»»

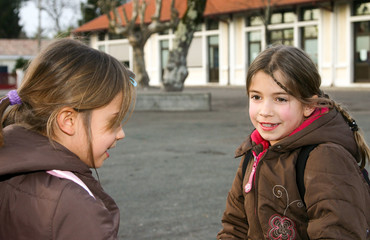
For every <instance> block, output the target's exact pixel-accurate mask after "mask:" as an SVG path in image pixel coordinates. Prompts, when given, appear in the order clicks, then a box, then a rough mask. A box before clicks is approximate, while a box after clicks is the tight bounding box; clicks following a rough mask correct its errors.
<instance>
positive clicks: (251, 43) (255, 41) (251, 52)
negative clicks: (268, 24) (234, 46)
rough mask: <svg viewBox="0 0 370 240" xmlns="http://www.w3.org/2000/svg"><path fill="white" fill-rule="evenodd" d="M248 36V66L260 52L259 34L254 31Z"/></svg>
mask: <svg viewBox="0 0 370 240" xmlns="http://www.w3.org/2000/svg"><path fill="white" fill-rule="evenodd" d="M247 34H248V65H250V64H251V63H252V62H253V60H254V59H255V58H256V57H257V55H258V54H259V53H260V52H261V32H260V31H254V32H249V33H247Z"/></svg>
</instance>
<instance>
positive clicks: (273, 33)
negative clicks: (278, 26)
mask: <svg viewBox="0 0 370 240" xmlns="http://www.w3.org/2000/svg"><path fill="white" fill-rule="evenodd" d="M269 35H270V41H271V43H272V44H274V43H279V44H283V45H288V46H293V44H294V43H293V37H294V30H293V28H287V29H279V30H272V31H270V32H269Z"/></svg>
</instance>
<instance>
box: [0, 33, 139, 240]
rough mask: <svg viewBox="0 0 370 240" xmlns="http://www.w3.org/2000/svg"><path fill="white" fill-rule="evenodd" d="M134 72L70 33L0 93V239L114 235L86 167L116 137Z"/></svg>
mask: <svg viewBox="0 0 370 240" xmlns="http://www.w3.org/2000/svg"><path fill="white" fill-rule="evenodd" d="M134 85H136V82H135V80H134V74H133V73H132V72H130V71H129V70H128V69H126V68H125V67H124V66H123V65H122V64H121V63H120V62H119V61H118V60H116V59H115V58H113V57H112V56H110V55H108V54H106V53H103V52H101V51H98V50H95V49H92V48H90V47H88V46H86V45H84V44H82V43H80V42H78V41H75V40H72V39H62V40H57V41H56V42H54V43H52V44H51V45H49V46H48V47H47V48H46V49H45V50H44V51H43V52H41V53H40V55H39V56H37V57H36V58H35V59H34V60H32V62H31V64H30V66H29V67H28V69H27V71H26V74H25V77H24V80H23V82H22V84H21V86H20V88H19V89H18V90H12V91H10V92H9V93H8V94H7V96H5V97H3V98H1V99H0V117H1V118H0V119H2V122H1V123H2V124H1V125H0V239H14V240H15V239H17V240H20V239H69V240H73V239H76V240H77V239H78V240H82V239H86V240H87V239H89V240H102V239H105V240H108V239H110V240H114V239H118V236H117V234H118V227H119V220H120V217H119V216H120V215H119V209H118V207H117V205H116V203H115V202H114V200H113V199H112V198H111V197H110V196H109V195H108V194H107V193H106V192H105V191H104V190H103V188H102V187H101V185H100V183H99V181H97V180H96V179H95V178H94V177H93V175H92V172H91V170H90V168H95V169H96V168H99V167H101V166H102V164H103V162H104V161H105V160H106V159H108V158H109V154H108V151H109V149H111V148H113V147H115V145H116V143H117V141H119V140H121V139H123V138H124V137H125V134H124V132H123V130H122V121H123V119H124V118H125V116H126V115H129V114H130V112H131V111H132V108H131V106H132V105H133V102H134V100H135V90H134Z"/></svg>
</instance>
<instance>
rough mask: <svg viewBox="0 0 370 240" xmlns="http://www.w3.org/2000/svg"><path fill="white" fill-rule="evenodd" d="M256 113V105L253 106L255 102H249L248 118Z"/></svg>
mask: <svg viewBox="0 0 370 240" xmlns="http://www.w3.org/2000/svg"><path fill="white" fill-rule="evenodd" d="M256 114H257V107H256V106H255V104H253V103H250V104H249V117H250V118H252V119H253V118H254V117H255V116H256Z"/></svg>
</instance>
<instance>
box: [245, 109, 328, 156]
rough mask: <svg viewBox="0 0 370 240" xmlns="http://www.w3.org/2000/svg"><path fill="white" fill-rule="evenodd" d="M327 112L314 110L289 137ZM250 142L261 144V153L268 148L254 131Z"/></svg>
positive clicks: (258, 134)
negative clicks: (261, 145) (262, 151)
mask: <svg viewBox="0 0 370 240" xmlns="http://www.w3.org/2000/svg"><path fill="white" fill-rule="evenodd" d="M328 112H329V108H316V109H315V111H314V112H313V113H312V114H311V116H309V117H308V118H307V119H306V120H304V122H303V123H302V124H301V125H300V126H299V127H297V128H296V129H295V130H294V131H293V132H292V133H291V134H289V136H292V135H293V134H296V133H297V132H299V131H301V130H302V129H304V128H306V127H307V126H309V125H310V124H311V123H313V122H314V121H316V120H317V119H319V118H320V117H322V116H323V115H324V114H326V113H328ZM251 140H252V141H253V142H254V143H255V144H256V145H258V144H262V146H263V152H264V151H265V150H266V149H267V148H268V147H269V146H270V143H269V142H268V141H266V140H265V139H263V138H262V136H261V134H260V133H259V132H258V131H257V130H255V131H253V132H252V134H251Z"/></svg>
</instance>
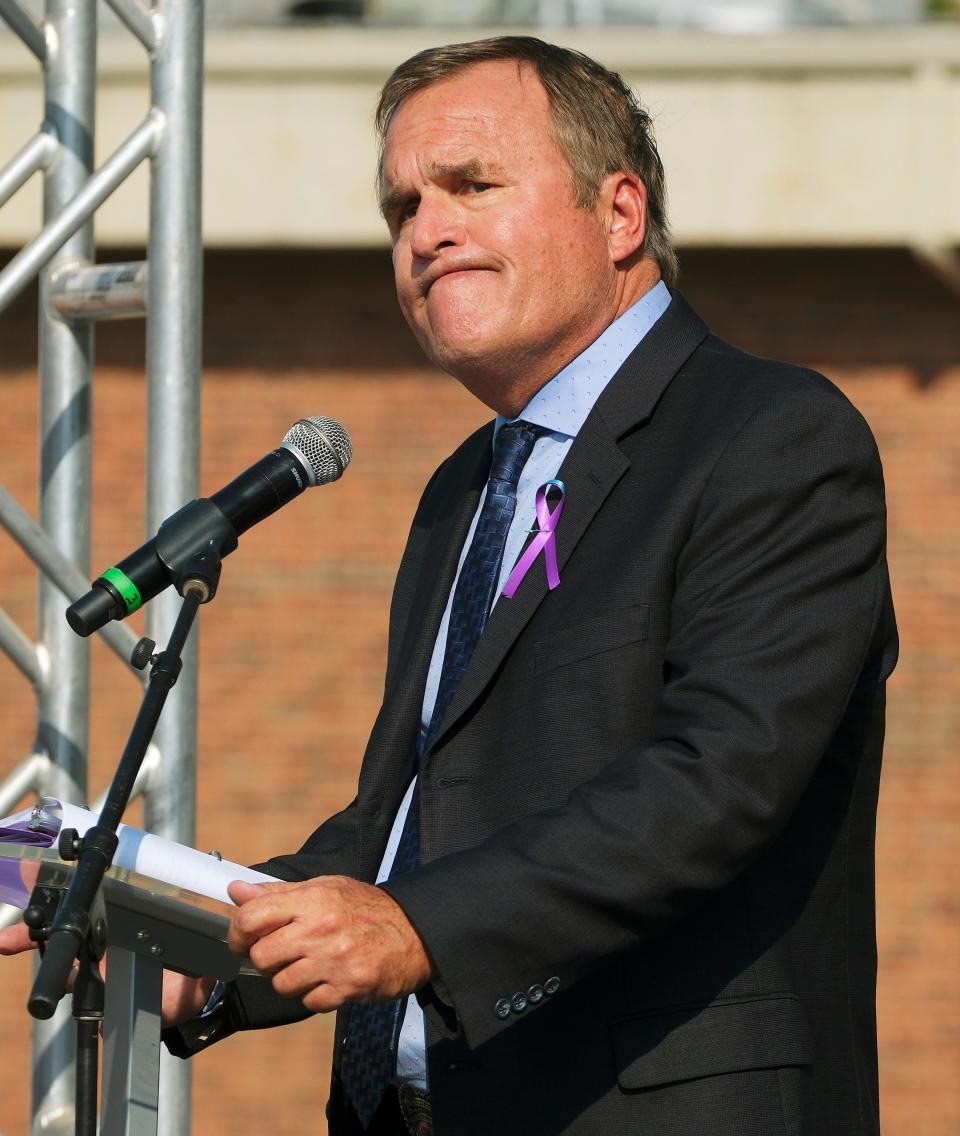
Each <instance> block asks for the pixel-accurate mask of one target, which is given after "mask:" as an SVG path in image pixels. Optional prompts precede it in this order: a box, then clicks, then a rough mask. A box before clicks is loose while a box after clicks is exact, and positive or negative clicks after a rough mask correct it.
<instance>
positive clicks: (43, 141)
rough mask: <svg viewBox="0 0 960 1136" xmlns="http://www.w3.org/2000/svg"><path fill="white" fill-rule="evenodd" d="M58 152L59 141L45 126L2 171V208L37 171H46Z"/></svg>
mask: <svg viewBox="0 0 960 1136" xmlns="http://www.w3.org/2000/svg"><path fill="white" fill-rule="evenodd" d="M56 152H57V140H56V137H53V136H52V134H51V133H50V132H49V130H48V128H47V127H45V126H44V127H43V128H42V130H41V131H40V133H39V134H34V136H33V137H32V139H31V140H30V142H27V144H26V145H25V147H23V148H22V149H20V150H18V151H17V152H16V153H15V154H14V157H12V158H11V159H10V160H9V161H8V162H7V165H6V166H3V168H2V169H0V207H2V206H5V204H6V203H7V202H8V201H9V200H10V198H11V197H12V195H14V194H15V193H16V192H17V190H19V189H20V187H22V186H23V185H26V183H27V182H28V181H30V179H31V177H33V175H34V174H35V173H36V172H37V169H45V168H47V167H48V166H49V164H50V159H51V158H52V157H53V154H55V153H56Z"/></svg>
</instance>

««

Without altering a word, return all of the records above and leave out their pictures.

ANSWER TO THIS EXERCISE
For every <instance> block, output the target's exact pixel-accurate mask after "mask:" as an SVG path in image pixel coordinates. Prompts, when given, appear in the order clicks, then a box, then a rough mask. A box before clicks is approximate, while a box after clicks is the tight bounding box; clicks following a rough mask correct its errors.
<instance>
positive clicks: (251, 43) (255, 41) (251, 52)
negative clicks: (268, 24) (234, 46)
rough mask: <svg viewBox="0 0 370 240" xmlns="http://www.w3.org/2000/svg"><path fill="white" fill-rule="evenodd" d="M248 36V66L260 52L259 34L254 31Z"/></svg>
mask: <svg viewBox="0 0 370 240" xmlns="http://www.w3.org/2000/svg"><path fill="white" fill-rule="evenodd" d="M247 34H248V65H250V64H251V63H252V62H253V60H254V59H255V58H256V57H257V55H258V54H259V53H260V52H261V32H260V31H254V32H249V33H247Z"/></svg>
</instance>
<instance>
positive clicks: (273, 33)
negative clicks: (278, 26)
mask: <svg viewBox="0 0 370 240" xmlns="http://www.w3.org/2000/svg"><path fill="white" fill-rule="evenodd" d="M269 35H270V41H271V43H272V44H274V43H279V44H283V45H288V46H293V44H294V43H293V37H294V30H293V28H287V29H279V30H272V31H270V32H269Z"/></svg>
</instance>
<instance>
box: [0, 33, 139, 240]
rough mask: <svg viewBox="0 0 370 240" xmlns="http://www.w3.org/2000/svg"><path fill="white" fill-rule="evenodd" d="M134 72L70 33L0 93V239L114 235L86 167L116 137Z"/></svg>
mask: <svg viewBox="0 0 370 240" xmlns="http://www.w3.org/2000/svg"><path fill="white" fill-rule="evenodd" d="M134 85H136V82H135V80H134V74H133V73H132V72H130V71H129V70H128V69H126V68H125V67H124V66H123V65H122V64H121V63H120V62H119V61H118V60H116V59H115V58H113V57H112V56H110V55H108V54H106V53H103V52H101V51H98V50H95V49H92V48H90V47H88V46H86V45H84V44H82V43H80V42H78V41H75V40H72V39H62V40H57V41H56V42H54V43H52V44H51V45H49V46H48V47H47V48H46V49H45V50H44V51H43V52H41V53H40V55H39V56H37V57H36V58H35V59H34V60H32V62H31V64H30V66H29V67H28V69H27V71H26V74H25V77H24V80H23V82H22V84H21V86H20V88H19V89H18V90H12V91H10V92H9V93H8V94H7V96H5V97H3V98H1V99H0V117H1V118H0V119H2V122H1V123H2V124H1V125H0V239H14V240H15V239H17V240H20V239H69V240H73V239H76V240H77V239H78V240H82V239H86V240H87V239H89V240H102V239H105V240H108V239H110V240H114V239H118V236H117V234H118V227H119V220H120V217H119V216H120V215H119V209H118V207H117V205H116V203H115V202H114V200H113V199H112V198H111V197H110V196H109V195H108V194H107V193H106V192H105V191H104V190H103V188H102V187H101V185H100V183H99V181H97V180H96V179H95V178H94V177H93V175H92V172H91V170H90V168H95V169H96V168H99V167H101V166H102V164H103V162H104V161H105V160H106V159H108V158H109V154H108V151H109V149H111V148H113V147H115V145H116V143H117V141H119V140H121V139H123V138H124V137H125V134H124V132H123V130H122V121H123V119H124V118H125V116H126V115H129V114H130V112H131V111H132V108H131V106H132V105H133V102H134V100H135V90H134Z"/></svg>
</instance>
<instance>
rough mask: <svg viewBox="0 0 370 240" xmlns="http://www.w3.org/2000/svg"><path fill="white" fill-rule="evenodd" d="M256 113V105L253 106L255 102H249L248 118Z"/></svg>
mask: <svg viewBox="0 0 370 240" xmlns="http://www.w3.org/2000/svg"><path fill="white" fill-rule="evenodd" d="M256 114H257V107H256V106H255V104H253V103H250V104H249V117H250V118H252V119H253V118H254V117H255V116H256Z"/></svg>
</instance>
<instance>
box: [245, 109, 328, 156]
rough mask: <svg viewBox="0 0 370 240" xmlns="http://www.w3.org/2000/svg"><path fill="white" fill-rule="evenodd" d="M327 112L314 110L289 137ZM250 142L261 144V153L268 148L254 131Z"/></svg>
positive clicks: (258, 134)
negative clicks: (261, 145) (262, 151)
mask: <svg viewBox="0 0 370 240" xmlns="http://www.w3.org/2000/svg"><path fill="white" fill-rule="evenodd" d="M328 112H329V108H316V109H315V111H314V112H313V113H312V114H311V116H309V117H308V118H307V119H306V120H304V122H303V123H302V124H301V125H300V126H299V127H297V128H296V129H295V130H294V131H293V132H292V133H291V134H289V136H292V135H293V134H296V133H297V132H299V131H301V130H302V129H304V128H306V127H307V126H309V125H310V124H311V123H313V122H314V121H316V120H317V119H319V118H320V117H322V116H323V115H324V114H326V113H328ZM251 140H252V141H253V142H254V143H255V144H256V145H258V144H262V146H263V152H264V151H265V150H266V149H267V148H268V147H269V146H270V143H269V142H268V141H266V140H265V139H263V138H262V136H261V134H260V133H259V132H258V131H257V130H255V131H253V132H252V134H251Z"/></svg>
</instance>
Each <instance> block asks for the pixel-accurate mask of one target, which is given after "mask:" as an SVG path in image pixels. Optional prompts precede it in this order: a box, then clicks, then a rough mask. A box before clicks is loose while a box after clicks is exact, and positive or negative clicks after a rough mask correct it.
<instance>
positive clicks: (43, 141)
rough mask: <svg viewBox="0 0 960 1136" xmlns="http://www.w3.org/2000/svg"><path fill="white" fill-rule="evenodd" d="M58 152L59 141L45 126L2 171V208L37 171H46Z"/></svg>
mask: <svg viewBox="0 0 960 1136" xmlns="http://www.w3.org/2000/svg"><path fill="white" fill-rule="evenodd" d="M56 152H57V140H56V137H53V136H52V134H51V133H50V132H49V130H48V128H47V127H45V126H44V127H43V128H42V130H41V131H40V133H39V134H34V136H33V137H32V139H31V140H30V142H27V144H26V145H25V147H23V148H22V149H20V150H18V151H17V152H16V153H15V154H14V157H12V158H11V159H10V160H9V161H8V162H7V165H6V166H3V168H2V169H0V207H2V206H5V204H6V203H7V202H8V201H9V200H10V198H11V197H12V195H14V194H15V193H16V192H17V190H19V189H20V187H22V186H23V185H26V183H27V182H28V181H30V179H31V177H33V175H34V174H35V173H36V172H37V169H45V168H47V167H48V166H49V164H50V159H51V158H52V157H53V154H55V153H56Z"/></svg>
</instance>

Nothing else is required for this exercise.